*Records for this task*
________________________
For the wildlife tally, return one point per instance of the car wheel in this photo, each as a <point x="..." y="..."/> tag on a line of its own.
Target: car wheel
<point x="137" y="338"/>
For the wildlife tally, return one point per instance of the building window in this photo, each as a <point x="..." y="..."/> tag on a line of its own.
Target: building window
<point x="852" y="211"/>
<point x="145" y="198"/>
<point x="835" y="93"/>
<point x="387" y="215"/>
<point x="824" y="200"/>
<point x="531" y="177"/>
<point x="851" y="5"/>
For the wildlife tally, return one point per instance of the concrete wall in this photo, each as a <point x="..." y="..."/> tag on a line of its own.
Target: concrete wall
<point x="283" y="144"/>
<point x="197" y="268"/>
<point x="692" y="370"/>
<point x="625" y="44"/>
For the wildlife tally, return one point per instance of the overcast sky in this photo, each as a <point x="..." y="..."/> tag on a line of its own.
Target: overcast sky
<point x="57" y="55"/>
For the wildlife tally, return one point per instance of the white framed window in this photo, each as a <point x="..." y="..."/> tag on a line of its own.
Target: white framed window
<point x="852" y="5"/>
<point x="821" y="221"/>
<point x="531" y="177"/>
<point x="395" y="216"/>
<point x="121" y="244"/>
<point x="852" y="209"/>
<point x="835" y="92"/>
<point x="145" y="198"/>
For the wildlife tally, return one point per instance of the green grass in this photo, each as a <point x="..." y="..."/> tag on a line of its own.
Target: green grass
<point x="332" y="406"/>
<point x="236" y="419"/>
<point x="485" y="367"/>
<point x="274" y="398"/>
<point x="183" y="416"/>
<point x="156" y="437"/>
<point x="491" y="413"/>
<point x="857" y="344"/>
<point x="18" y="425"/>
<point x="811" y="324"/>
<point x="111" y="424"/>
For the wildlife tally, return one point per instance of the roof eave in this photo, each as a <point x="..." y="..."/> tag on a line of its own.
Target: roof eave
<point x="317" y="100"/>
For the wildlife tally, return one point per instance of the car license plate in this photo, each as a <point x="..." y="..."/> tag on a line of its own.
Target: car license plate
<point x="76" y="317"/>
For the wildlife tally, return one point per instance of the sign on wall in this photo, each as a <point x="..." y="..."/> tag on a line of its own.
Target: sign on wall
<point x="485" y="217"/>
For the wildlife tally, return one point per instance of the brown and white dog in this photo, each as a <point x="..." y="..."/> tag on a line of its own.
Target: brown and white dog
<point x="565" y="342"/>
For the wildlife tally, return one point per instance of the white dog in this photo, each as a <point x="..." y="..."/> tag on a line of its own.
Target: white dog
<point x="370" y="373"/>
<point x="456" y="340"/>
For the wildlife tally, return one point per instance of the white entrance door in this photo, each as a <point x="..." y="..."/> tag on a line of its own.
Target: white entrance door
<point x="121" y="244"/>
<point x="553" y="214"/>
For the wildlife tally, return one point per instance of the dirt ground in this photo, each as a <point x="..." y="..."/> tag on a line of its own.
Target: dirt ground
________________________
*Written instruction*
Reproduce all of the material above verbatim, line for line.

*Result below*
For the wildlife tally, return one point per instance of the car wheel in this photo, each as a <point x="..." y="..."/> tag on a line of its own.
Target: car wheel
<point x="137" y="338"/>
For the wildlife tally, return one point per instance of the building window in this photo, each as a <point x="..." y="..."/> tag on a line of its own.
Target: building window
<point x="852" y="211"/>
<point x="145" y="198"/>
<point x="835" y="93"/>
<point x="387" y="215"/>
<point x="824" y="200"/>
<point x="531" y="177"/>
<point x="851" y="5"/>
For the wildlife tally, return one point per instance of the concrete wall in this photo, each as a <point x="..." y="..."/> tag on a line of its own.
Target: concrete wall
<point x="283" y="144"/>
<point x="197" y="268"/>
<point x="692" y="370"/>
<point x="625" y="44"/>
For the wildlife tally, return one point per instance of the overcast sky in this photo, each as a <point x="..." y="..."/> tag on a line of its own.
Target: overcast sky
<point x="57" y="55"/>
For the wildlife tally, return one point per instance of the white framed window in this photo, each as a <point x="..." y="..."/> tag on a line of its own.
Target: white framed window
<point x="852" y="5"/>
<point x="821" y="221"/>
<point x="531" y="177"/>
<point x="395" y="216"/>
<point x="121" y="244"/>
<point x="852" y="209"/>
<point x="835" y="92"/>
<point x="145" y="198"/>
For the wildlife tally, return one point per instance of the green grass in this photo, each as a <point x="..." y="..."/> tag on a line of its own.
Target: green grass
<point x="332" y="406"/>
<point x="236" y="419"/>
<point x="485" y="367"/>
<point x="274" y="398"/>
<point x="183" y="416"/>
<point x="156" y="437"/>
<point x="491" y="413"/>
<point x="857" y="344"/>
<point x="18" y="425"/>
<point x="811" y="324"/>
<point x="111" y="424"/>
For the wildlife tally, return one point per instance of the roof eave in this photo, each as a <point x="..." y="..."/> tag on a line of its own.
Target: roof eave
<point x="317" y="100"/>
For the wildlife tally, return one point per instance of the car license plate in this photo, each as a <point x="..." y="..."/> tag on a line of its own.
Target: car license plate
<point x="76" y="317"/>
For the wildlife tally, return one point per instance of the sign on wall in this photo, each as a <point x="..." y="..."/> tag on a line of its own.
Target: sign on wall
<point x="485" y="217"/>
For the wildlife tally, return one point per instance of the brown and white dog in this photo, each as a <point x="..." y="..."/> tag on a line of its own.
Target: brown and white dog
<point x="565" y="342"/>
For the wildlife tally, return one point per instance of the white dog in this photo, each as a <point x="..." y="..."/> tag on a line of its own.
Target: white dog
<point x="370" y="373"/>
<point x="456" y="340"/>
For the wildlife tally, return one point per instance of the white entrance door in this photo, each as a <point x="..." y="..."/> tag on a line of its own.
Target: white entrance door
<point x="121" y="244"/>
<point x="553" y="214"/>
For the wildlife tally, return one point per instance of the dirt ground in this photo, each as a <point x="..." y="..."/> tag on a line of its own.
Target: dirt ground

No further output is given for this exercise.